━━━━━ Given records ━━━━━

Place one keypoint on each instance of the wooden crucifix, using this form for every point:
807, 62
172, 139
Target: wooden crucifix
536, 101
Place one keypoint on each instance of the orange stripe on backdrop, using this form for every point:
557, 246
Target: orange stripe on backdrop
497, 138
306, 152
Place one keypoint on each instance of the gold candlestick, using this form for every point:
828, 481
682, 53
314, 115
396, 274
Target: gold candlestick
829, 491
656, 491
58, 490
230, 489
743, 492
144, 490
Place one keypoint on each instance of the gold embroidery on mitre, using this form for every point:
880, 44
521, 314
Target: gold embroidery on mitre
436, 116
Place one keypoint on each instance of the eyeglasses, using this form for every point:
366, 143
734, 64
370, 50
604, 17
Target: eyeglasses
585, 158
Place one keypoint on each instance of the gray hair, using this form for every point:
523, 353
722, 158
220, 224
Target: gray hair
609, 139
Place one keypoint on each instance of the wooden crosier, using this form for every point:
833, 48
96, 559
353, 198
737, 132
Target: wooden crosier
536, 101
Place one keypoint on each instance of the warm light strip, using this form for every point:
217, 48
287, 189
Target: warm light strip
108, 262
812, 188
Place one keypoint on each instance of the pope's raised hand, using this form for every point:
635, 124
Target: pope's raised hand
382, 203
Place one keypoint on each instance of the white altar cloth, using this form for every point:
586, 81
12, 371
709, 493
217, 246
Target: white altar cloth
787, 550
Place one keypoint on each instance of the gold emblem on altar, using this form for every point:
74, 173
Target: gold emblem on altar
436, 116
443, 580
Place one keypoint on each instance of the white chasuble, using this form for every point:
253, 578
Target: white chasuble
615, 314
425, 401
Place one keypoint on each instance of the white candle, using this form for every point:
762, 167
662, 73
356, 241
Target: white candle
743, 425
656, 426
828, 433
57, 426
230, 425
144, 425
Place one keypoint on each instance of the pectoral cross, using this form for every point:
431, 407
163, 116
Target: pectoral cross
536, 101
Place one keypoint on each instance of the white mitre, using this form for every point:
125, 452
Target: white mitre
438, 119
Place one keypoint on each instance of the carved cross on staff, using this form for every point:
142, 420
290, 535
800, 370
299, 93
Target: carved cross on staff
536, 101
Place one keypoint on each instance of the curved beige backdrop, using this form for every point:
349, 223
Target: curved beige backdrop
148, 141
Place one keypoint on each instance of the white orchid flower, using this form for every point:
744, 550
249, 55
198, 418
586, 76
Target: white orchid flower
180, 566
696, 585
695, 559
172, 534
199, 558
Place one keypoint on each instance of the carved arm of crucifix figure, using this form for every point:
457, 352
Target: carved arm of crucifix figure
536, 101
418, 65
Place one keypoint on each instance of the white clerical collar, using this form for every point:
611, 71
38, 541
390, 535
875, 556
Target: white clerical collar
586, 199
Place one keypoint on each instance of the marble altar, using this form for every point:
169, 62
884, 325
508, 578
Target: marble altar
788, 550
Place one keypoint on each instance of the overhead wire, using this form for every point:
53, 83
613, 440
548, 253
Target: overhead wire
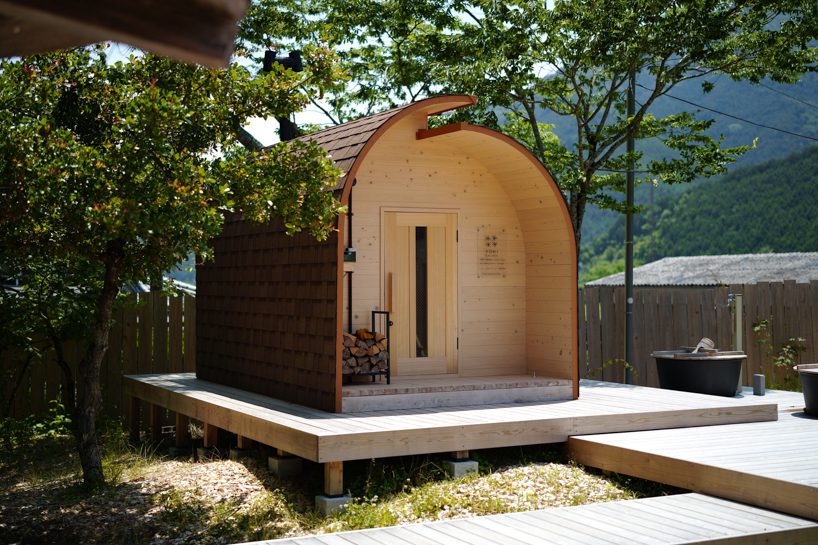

━━━━━

Task statement: Whenever a line of the data holds the string "wire", pick that line out.

Answer to the problem:
Place one keypoint on each instance of the overhead wire, using this form for every point:
Target: overhead wire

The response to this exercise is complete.